TASK DESCRIPTION
Find every line below that contains the word "shirt" and copy each one out.

Point labeling samples:

-*-

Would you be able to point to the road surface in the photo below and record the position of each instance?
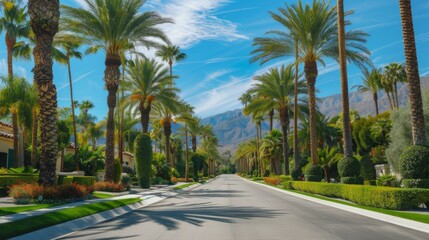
(231, 208)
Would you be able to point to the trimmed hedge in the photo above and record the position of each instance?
(8, 180)
(314, 173)
(414, 163)
(143, 156)
(381, 197)
(84, 180)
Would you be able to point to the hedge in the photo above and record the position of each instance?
(84, 180)
(8, 180)
(381, 197)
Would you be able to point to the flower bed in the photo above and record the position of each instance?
(30, 192)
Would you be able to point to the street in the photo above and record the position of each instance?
(231, 208)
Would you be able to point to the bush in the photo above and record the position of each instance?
(381, 197)
(8, 180)
(314, 173)
(143, 157)
(367, 168)
(117, 173)
(415, 183)
(84, 180)
(414, 163)
(272, 180)
(352, 180)
(109, 187)
(349, 167)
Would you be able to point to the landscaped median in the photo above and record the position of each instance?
(30, 224)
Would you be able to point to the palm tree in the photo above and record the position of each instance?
(148, 81)
(15, 24)
(417, 116)
(315, 28)
(277, 85)
(170, 54)
(371, 83)
(113, 26)
(70, 46)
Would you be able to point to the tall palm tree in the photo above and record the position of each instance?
(148, 81)
(170, 54)
(315, 28)
(70, 46)
(15, 24)
(278, 85)
(417, 116)
(44, 21)
(114, 25)
(371, 83)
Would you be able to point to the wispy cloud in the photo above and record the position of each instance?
(83, 76)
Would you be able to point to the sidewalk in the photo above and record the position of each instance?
(144, 194)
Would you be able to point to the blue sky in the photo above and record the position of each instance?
(217, 36)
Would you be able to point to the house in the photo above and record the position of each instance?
(6, 145)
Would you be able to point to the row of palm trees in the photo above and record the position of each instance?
(313, 33)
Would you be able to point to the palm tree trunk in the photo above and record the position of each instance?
(187, 156)
(34, 138)
(310, 70)
(413, 77)
(295, 110)
(375, 97)
(44, 20)
(73, 115)
(112, 76)
(167, 133)
(347, 135)
(284, 122)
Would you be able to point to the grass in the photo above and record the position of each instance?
(19, 227)
(184, 185)
(12, 210)
(102, 195)
(418, 217)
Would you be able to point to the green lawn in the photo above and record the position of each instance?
(102, 195)
(16, 228)
(12, 210)
(184, 185)
(424, 218)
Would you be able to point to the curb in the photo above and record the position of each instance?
(422, 227)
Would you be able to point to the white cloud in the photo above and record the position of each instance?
(195, 21)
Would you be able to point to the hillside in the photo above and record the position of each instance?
(232, 127)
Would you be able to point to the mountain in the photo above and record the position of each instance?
(233, 127)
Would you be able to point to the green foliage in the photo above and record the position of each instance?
(117, 173)
(8, 180)
(349, 167)
(314, 173)
(416, 183)
(381, 197)
(414, 163)
(367, 168)
(84, 180)
(143, 156)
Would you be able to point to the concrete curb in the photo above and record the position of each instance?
(422, 227)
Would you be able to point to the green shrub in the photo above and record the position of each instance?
(367, 168)
(415, 183)
(117, 173)
(143, 157)
(381, 197)
(8, 180)
(84, 180)
(414, 163)
(314, 173)
(349, 167)
(352, 180)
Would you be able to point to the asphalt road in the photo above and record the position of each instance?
(231, 208)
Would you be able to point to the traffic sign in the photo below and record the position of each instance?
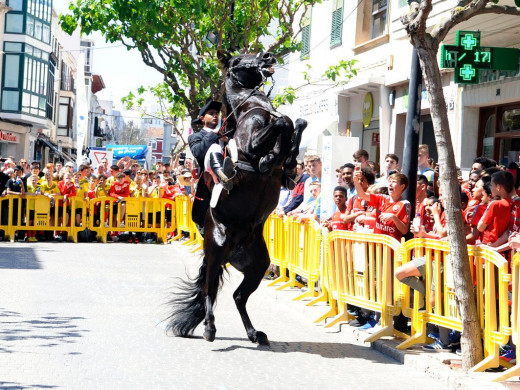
(467, 57)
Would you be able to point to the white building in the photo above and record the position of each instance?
(484, 118)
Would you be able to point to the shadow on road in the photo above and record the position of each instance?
(17, 386)
(19, 258)
(326, 350)
(17, 330)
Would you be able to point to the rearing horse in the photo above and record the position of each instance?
(268, 145)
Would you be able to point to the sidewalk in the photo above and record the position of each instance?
(434, 365)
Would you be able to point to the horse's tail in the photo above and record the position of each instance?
(188, 303)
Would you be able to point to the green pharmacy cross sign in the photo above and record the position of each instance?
(467, 57)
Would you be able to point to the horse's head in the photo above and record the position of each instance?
(247, 70)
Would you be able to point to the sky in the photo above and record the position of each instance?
(123, 71)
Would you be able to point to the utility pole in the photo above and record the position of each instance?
(413, 126)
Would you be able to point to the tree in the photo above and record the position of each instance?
(180, 39)
(131, 135)
(171, 114)
(427, 42)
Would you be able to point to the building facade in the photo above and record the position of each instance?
(483, 118)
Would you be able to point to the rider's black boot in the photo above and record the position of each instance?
(223, 168)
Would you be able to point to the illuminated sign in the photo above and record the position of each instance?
(8, 137)
(467, 57)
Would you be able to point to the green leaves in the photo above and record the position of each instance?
(173, 36)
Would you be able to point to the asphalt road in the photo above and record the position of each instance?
(88, 316)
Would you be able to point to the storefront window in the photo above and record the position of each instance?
(12, 71)
(14, 23)
(510, 120)
(10, 100)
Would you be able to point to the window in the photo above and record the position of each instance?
(25, 77)
(64, 117)
(34, 21)
(14, 23)
(337, 23)
(379, 12)
(306, 35)
(371, 22)
(16, 5)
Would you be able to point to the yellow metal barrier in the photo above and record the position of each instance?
(359, 271)
(489, 269)
(275, 235)
(146, 215)
(183, 206)
(303, 252)
(515, 318)
(40, 213)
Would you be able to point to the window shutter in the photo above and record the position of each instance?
(306, 41)
(336, 27)
(306, 35)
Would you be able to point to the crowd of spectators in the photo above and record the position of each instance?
(371, 200)
(126, 178)
(367, 199)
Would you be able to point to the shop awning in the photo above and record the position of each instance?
(53, 147)
(315, 128)
(360, 86)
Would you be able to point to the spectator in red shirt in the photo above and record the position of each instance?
(495, 220)
(356, 206)
(336, 222)
(67, 189)
(120, 189)
(392, 211)
(481, 192)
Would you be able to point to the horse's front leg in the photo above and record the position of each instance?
(254, 263)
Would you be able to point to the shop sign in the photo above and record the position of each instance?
(375, 139)
(368, 109)
(6, 136)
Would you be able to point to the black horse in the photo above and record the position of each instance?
(268, 145)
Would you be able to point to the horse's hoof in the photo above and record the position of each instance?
(209, 335)
(261, 339)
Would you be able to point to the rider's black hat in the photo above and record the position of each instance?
(210, 105)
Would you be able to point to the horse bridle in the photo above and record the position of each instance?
(248, 65)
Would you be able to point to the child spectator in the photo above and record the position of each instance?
(356, 206)
(423, 164)
(392, 211)
(311, 209)
(336, 222)
(33, 188)
(482, 193)
(120, 189)
(347, 173)
(390, 166)
(495, 220)
(361, 156)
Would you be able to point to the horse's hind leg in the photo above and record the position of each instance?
(212, 284)
(254, 266)
(214, 252)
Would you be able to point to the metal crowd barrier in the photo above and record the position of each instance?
(515, 318)
(489, 270)
(139, 215)
(41, 213)
(358, 269)
(303, 248)
(100, 215)
(275, 235)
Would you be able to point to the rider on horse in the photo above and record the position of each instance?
(206, 146)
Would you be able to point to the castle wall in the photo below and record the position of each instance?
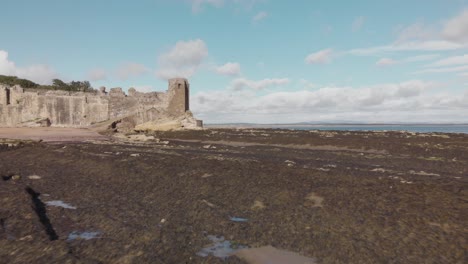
(65, 109)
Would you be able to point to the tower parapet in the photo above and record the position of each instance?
(179, 93)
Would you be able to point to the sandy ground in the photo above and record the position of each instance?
(51, 134)
(206, 196)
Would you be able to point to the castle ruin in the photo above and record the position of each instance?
(35, 107)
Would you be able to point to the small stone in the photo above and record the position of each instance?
(207, 175)
(258, 205)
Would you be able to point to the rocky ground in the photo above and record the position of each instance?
(336, 197)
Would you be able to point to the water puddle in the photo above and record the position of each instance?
(59, 203)
(82, 235)
(220, 248)
(238, 219)
(271, 255)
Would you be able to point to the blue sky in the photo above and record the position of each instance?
(264, 61)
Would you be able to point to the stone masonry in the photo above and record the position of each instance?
(32, 107)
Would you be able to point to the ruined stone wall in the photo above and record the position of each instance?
(19, 107)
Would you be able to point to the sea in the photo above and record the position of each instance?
(411, 128)
(419, 128)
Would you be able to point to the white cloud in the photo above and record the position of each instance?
(456, 29)
(197, 5)
(414, 100)
(39, 73)
(417, 31)
(259, 16)
(432, 45)
(424, 57)
(445, 69)
(131, 69)
(455, 60)
(358, 23)
(97, 75)
(183, 60)
(320, 57)
(229, 69)
(241, 83)
(385, 62)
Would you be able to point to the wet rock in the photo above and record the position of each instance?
(314, 200)
(271, 255)
(258, 205)
(34, 177)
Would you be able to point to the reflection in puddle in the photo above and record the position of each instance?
(220, 248)
(271, 255)
(59, 203)
(82, 235)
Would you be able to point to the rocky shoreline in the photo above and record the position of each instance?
(171, 197)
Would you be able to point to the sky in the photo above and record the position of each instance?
(257, 61)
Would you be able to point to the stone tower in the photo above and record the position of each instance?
(4, 95)
(179, 93)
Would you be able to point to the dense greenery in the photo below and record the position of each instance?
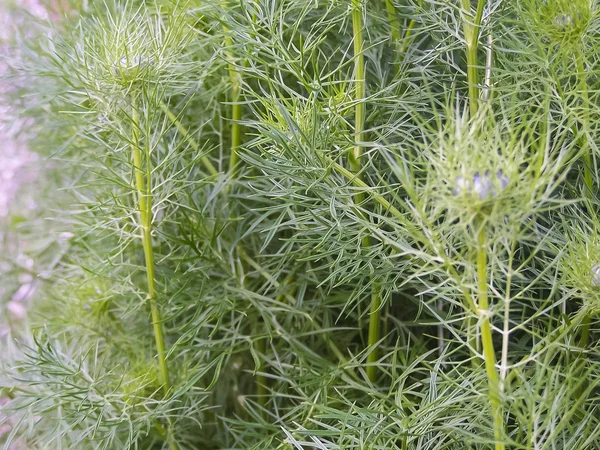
(313, 224)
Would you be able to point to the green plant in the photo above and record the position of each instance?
(242, 176)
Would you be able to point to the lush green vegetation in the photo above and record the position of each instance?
(311, 224)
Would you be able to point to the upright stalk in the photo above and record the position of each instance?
(588, 176)
(394, 23)
(471, 28)
(235, 78)
(143, 183)
(356, 167)
(587, 158)
(486, 338)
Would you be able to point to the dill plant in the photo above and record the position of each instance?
(310, 224)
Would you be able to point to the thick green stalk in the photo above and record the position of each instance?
(486, 339)
(356, 167)
(471, 28)
(144, 190)
(143, 183)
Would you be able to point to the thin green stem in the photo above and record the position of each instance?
(393, 22)
(486, 339)
(236, 108)
(356, 166)
(471, 28)
(587, 158)
(143, 183)
(588, 176)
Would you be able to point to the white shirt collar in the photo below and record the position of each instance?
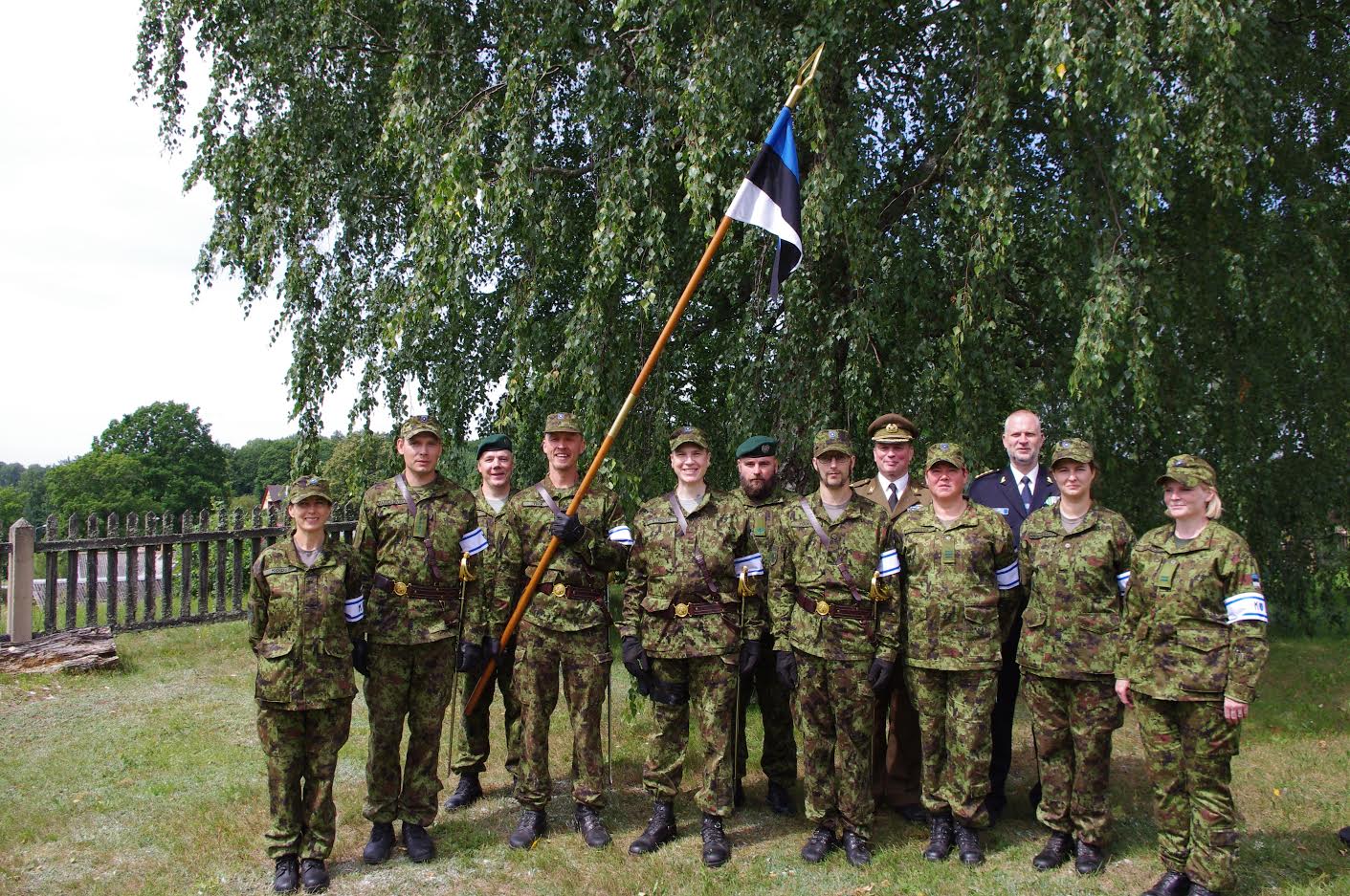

-*-

CORRECT OUTPUT
Would you be able to point to the spectator in red shirt in the photo above and record the position of each instance?
Would you be able to point to the white shirt collar in the photo below and record the position of each instance?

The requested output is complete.